■ **What to work on**: Begin at the line that has "Would you mind tagging the fence cap" and continue through the end of the records. Rewrite those lines with "roof overhang" changed to "eave overhang" and everything else left the same.

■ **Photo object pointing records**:
________________________

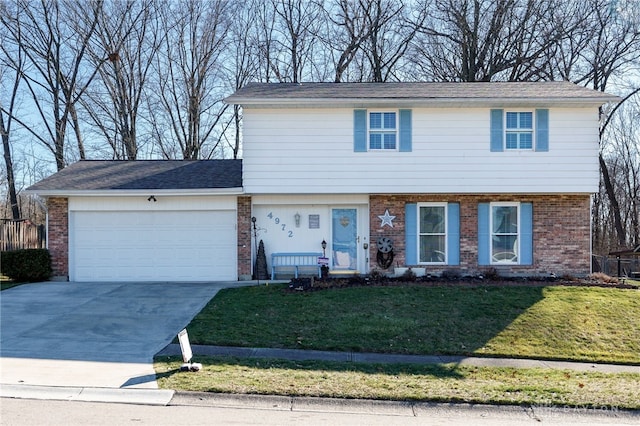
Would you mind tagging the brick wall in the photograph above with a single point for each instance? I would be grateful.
(561, 231)
(58, 235)
(245, 227)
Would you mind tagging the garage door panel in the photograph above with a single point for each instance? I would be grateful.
(153, 246)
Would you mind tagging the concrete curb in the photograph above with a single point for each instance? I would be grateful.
(307, 355)
(109, 395)
(588, 415)
(402, 408)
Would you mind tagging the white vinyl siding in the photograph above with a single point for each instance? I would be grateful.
(172, 239)
(449, 154)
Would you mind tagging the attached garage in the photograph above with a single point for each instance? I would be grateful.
(160, 221)
(160, 245)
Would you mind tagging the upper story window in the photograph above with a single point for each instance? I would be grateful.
(387, 131)
(519, 130)
(382, 130)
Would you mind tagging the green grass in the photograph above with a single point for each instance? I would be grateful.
(568, 323)
(442, 383)
(6, 284)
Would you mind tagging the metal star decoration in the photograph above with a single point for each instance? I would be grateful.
(386, 219)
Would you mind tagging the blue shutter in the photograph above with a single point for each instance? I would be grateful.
(411, 234)
(526, 234)
(497, 130)
(453, 234)
(360, 130)
(542, 130)
(484, 247)
(405, 130)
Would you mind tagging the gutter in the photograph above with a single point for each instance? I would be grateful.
(133, 192)
(430, 102)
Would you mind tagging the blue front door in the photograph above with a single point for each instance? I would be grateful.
(344, 245)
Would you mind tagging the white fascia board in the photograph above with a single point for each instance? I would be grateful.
(434, 102)
(136, 192)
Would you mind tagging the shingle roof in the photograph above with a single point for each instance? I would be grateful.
(336, 93)
(97, 175)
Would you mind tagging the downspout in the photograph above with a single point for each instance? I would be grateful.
(46, 218)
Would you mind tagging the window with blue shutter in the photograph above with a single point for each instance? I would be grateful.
(360, 130)
(484, 249)
(526, 233)
(405, 130)
(453, 234)
(505, 233)
(411, 233)
(542, 130)
(382, 130)
(497, 130)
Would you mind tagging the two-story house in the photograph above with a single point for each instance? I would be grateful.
(441, 176)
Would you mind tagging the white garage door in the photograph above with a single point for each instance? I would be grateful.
(153, 246)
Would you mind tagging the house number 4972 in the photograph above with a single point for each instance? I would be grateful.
(282, 226)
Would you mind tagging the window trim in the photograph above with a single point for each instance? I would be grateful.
(520, 130)
(518, 252)
(445, 234)
(382, 131)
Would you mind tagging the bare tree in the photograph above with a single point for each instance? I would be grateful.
(482, 40)
(242, 64)
(11, 63)
(297, 24)
(129, 37)
(55, 76)
(345, 30)
(391, 27)
(189, 82)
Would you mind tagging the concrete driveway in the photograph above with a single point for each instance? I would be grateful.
(93, 334)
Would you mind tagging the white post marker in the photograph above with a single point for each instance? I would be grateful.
(185, 347)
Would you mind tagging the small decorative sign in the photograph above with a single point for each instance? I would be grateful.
(187, 354)
(387, 219)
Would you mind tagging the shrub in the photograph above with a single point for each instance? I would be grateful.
(26, 265)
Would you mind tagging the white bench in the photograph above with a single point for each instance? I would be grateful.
(294, 262)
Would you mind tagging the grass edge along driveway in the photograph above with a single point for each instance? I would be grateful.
(547, 322)
(589, 324)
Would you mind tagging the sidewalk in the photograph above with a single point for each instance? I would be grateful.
(376, 358)
(170, 397)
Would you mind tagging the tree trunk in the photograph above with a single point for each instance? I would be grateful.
(615, 206)
(11, 183)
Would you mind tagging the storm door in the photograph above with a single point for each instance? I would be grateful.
(344, 239)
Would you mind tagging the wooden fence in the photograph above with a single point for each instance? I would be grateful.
(18, 235)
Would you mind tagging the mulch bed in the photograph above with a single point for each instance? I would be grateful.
(315, 284)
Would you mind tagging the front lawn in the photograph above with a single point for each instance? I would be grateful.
(555, 322)
(439, 383)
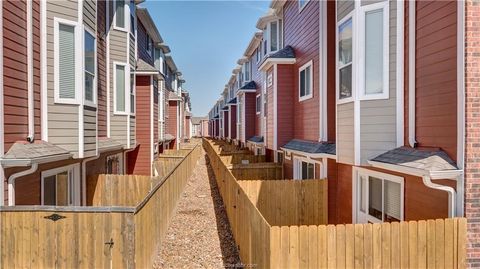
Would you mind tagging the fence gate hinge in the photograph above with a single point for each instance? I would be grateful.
(110, 243)
(54, 217)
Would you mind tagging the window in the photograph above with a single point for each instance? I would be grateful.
(120, 88)
(65, 62)
(303, 169)
(120, 14)
(114, 165)
(379, 197)
(60, 186)
(345, 60)
(258, 104)
(89, 68)
(132, 91)
(374, 70)
(302, 4)
(305, 81)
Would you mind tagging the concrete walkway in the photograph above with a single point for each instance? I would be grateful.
(199, 235)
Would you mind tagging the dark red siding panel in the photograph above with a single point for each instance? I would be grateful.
(102, 69)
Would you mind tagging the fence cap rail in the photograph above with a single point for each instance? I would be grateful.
(73, 209)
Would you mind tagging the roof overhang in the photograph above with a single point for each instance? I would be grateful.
(310, 155)
(441, 174)
(147, 21)
(269, 62)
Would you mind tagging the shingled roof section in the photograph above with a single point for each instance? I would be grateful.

________________________

■ **Result**:
Would you mind tagging the fence cap rail in the photograph above with a single point for each instance? I would be grateful.
(73, 209)
Would you mind tagging the eave overhang in the photograph above with a single point for each instance? I would be grateful.
(310, 155)
(441, 174)
(147, 21)
(269, 62)
Would you mind tagging the shingled roof section in the photograph above with a single point for each instance? I would be grateful.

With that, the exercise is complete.